GIVEN REQUEST
Please give the data below again in full, exactly as it stands.

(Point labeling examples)
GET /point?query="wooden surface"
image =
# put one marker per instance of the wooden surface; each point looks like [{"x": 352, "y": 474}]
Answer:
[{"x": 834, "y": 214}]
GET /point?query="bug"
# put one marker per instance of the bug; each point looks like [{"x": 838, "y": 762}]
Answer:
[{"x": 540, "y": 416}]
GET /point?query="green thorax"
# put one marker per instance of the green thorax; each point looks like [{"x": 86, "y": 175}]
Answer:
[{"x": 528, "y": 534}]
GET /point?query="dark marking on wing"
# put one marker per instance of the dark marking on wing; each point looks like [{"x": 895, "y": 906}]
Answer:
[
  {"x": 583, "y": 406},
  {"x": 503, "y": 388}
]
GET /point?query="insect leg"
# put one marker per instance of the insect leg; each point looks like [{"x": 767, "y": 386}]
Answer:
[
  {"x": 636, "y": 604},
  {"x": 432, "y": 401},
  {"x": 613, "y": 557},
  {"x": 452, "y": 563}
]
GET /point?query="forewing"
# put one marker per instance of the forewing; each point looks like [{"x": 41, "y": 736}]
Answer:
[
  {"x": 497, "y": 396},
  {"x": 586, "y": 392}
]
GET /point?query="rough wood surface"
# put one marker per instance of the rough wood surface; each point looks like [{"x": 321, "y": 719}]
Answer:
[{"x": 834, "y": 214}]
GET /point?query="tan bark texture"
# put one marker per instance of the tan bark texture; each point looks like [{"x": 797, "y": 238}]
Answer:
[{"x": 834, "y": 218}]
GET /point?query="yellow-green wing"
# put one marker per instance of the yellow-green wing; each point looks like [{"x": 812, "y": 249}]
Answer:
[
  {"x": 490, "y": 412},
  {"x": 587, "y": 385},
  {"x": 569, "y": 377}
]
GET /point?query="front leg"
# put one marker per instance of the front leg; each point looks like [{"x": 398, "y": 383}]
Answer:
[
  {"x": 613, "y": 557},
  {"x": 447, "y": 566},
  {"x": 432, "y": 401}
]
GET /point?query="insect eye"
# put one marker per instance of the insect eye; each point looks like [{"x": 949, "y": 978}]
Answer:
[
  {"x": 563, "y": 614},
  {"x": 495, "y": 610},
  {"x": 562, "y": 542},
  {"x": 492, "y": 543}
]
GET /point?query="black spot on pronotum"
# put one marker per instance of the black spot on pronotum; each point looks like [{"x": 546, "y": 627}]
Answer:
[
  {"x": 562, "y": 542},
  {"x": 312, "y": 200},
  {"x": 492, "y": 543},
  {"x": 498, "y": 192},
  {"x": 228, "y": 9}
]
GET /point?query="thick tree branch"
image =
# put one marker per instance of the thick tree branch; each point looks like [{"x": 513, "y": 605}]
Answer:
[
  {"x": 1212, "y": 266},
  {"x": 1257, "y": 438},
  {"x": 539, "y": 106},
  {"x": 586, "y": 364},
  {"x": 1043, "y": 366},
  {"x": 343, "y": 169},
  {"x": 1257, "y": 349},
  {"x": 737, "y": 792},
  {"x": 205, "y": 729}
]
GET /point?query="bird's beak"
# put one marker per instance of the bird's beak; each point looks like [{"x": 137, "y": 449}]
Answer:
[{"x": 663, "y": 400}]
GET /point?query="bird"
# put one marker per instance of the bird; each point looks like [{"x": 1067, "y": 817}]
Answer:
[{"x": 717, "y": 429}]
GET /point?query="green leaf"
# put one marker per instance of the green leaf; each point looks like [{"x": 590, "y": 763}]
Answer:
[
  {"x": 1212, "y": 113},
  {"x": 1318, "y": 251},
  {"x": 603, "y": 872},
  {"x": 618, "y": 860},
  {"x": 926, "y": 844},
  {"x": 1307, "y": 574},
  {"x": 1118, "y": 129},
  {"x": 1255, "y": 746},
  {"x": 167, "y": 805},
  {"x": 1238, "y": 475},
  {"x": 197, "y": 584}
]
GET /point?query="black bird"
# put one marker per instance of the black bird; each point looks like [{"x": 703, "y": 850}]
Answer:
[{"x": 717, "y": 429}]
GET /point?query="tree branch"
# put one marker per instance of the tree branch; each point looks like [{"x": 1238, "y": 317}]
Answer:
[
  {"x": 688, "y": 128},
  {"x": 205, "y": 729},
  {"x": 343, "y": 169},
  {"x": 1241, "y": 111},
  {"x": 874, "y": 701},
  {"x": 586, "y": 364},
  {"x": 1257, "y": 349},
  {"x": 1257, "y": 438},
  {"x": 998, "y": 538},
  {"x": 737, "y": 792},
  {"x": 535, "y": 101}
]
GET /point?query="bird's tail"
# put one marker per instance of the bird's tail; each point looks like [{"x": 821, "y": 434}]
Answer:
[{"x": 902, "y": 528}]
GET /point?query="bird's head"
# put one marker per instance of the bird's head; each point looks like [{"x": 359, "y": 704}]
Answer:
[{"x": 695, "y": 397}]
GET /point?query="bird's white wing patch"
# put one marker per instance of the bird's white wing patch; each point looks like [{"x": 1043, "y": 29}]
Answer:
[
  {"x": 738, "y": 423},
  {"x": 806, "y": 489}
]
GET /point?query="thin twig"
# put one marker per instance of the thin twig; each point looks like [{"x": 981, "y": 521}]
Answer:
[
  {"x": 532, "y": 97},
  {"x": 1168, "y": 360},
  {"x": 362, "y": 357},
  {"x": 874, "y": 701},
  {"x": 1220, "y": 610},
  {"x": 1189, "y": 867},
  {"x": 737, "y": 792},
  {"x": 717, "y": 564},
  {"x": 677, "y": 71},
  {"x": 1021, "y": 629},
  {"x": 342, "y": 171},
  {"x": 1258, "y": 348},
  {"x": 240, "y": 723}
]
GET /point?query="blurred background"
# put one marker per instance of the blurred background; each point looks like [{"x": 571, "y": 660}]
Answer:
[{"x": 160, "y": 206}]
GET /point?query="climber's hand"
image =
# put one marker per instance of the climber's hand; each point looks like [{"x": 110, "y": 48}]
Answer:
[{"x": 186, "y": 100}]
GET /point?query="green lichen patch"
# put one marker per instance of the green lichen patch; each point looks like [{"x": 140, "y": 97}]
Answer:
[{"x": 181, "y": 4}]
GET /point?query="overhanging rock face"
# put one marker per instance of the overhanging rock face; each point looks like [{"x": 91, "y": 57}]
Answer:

EXERCISE OUTPUT
GET /point?query="wooden surface"
image =
# put one marker per instance of the wooden surface; each point looks like [{"x": 352, "y": 474}]
Answer:
[{"x": 834, "y": 214}]
GET /point?query="bug"
# put one marker per instance of the bug; each point looks like [{"x": 838, "y": 762}]
Answer:
[{"x": 540, "y": 416}]
GET /point?query="green thorax"
# put one marker per instance of the green thorax; each point looks like [{"x": 86, "y": 175}]
Answer:
[{"x": 528, "y": 534}]
GET /point?query="dark marking on wing"
# put one marker per instance of the dark marking on wing; each point looks like [{"x": 895, "y": 906}]
Answer:
[
  {"x": 583, "y": 406},
  {"x": 503, "y": 388}
]
GET /point?query="insect leg"
# put one marker per instance of the insect leg; each point looks like [{"x": 767, "y": 386}]
Answer:
[
  {"x": 636, "y": 604},
  {"x": 432, "y": 401},
  {"x": 613, "y": 557},
  {"x": 452, "y": 563}
]
GET /point?query="forewing"
# put one marker per instance of the forewing; each point looks like [{"x": 41, "y": 736}]
Answer:
[
  {"x": 497, "y": 396},
  {"x": 586, "y": 392}
]
GET /point?query="rough wood surface"
# put one marker per instance of the rough wood surface; each point looks like [{"x": 321, "y": 719}]
Answer:
[{"x": 834, "y": 214}]
GET /point?query="tan bark texture"
# put one marker per instance of the tan bark texture; each point looks like [{"x": 797, "y": 238}]
Answer:
[{"x": 834, "y": 218}]
GET /point?query="yellow-green wing"
# put one marker per instance of the yellow-green wing; each point looks like [{"x": 812, "y": 249}]
Answer:
[
  {"x": 490, "y": 412},
  {"x": 587, "y": 385},
  {"x": 569, "y": 377}
]
GET /point?query="front leg"
# put one marker per instance of the front leg; each point looks like [{"x": 398, "y": 383}]
Answer:
[
  {"x": 613, "y": 557},
  {"x": 447, "y": 566},
  {"x": 432, "y": 401}
]
GET /point?query="insect eye"
# put one marker per instance of the insect eye; each point looks like [{"x": 949, "y": 978}]
Answer:
[
  {"x": 563, "y": 614},
  {"x": 495, "y": 610},
  {"x": 562, "y": 542},
  {"x": 492, "y": 543}
]
GET /point?query="black spot on pronotum"
# put one marker per instance of the black spot on pronotum; each point looks like [{"x": 546, "y": 627}]
Answer:
[
  {"x": 562, "y": 542},
  {"x": 312, "y": 200},
  {"x": 492, "y": 543},
  {"x": 498, "y": 192},
  {"x": 228, "y": 9}
]
GET /point?query="thick tree branch"
image =
# put one marker per instance of the thick tree branch; each point looks like [{"x": 513, "y": 605}]
Answer:
[
  {"x": 1212, "y": 266},
  {"x": 1257, "y": 438},
  {"x": 539, "y": 106},
  {"x": 586, "y": 364},
  {"x": 1043, "y": 366},
  {"x": 343, "y": 169},
  {"x": 1257, "y": 349},
  {"x": 737, "y": 792},
  {"x": 205, "y": 729}
]
GET /point?query="bird's beak"
# put one marker per instance of the bird's beak; each point looks like [{"x": 137, "y": 449}]
Answer:
[{"x": 663, "y": 400}]
GET /point?query="bird"
# put one marker per instance of the bird; each point looks like [{"x": 1067, "y": 817}]
Answer:
[{"x": 717, "y": 429}]
GET /point?query="green leaf"
# put one marker per instance of the green leaf; each point looks like [{"x": 590, "y": 763}]
Answer:
[
  {"x": 1212, "y": 113},
  {"x": 1318, "y": 251},
  {"x": 603, "y": 872},
  {"x": 618, "y": 860},
  {"x": 926, "y": 844},
  {"x": 1307, "y": 574},
  {"x": 1118, "y": 129},
  {"x": 1255, "y": 746},
  {"x": 167, "y": 805},
  {"x": 1238, "y": 475},
  {"x": 197, "y": 584}
]
GET /point?query="black bird"
# put one marker per instance of the black bird; each point looks like [{"x": 703, "y": 850}]
Answer:
[{"x": 717, "y": 429}]
GET /point?query="tree branch"
# put one marker per instance of the tree branch; each point looks like [{"x": 1238, "y": 317}]
Answer:
[
  {"x": 688, "y": 128},
  {"x": 205, "y": 729},
  {"x": 343, "y": 169},
  {"x": 1241, "y": 111},
  {"x": 874, "y": 701},
  {"x": 586, "y": 364},
  {"x": 1257, "y": 349},
  {"x": 1257, "y": 438},
  {"x": 998, "y": 538},
  {"x": 737, "y": 792},
  {"x": 535, "y": 101}
]
GET /point?query="bird's tail"
# put one marker per instance of the bird's tail; each point looks like [{"x": 821, "y": 434}]
Answer:
[{"x": 902, "y": 528}]
GET /point?query="bird's head"
# put one marker per instance of the bird's head; each point looks like [{"x": 359, "y": 704}]
Answer:
[{"x": 695, "y": 397}]
GET /point?query="bird's white wing patch"
# put one marker per instance of the bird's white wing patch; each point looks like [{"x": 1043, "y": 29}]
Answer:
[
  {"x": 738, "y": 423},
  {"x": 806, "y": 489}
]
GET /point?query="thin twig"
# put one marker per instance of the thin twig; each point looks like [{"x": 981, "y": 521}]
Answer:
[
  {"x": 532, "y": 97},
  {"x": 1168, "y": 360},
  {"x": 362, "y": 357},
  {"x": 874, "y": 701},
  {"x": 1220, "y": 610},
  {"x": 1189, "y": 867},
  {"x": 737, "y": 792},
  {"x": 717, "y": 564},
  {"x": 677, "y": 71},
  {"x": 1021, "y": 629},
  {"x": 342, "y": 171},
  {"x": 1258, "y": 348},
  {"x": 240, "y": 723}
]
GET /point?query="blurred background"
# put one marker per instance of the blurred background; each point looks like [{"x": 571, "y": 660}]
Answer:
[{"x": 160, "y": 206}]
GET /point?query="climber's hand"
image =
# put one marker per instance of the climber's hand; each point looks like [{"x": 110, "y": 48}]
Answer:
[{"x": 186, "y": 100}]
GET /point?query="green lichen patch"
# put one marker per instance of the green lichen patch; each point looks like [{"x": 140, "y": 97}]
Answer:
[{"x": 181, "y": 4}]
GET /point?query="overhanging rock face"
# put one marker per instance of the overhanging rock face; each point looks like [{"x": 91, "y": 57}]
Answer:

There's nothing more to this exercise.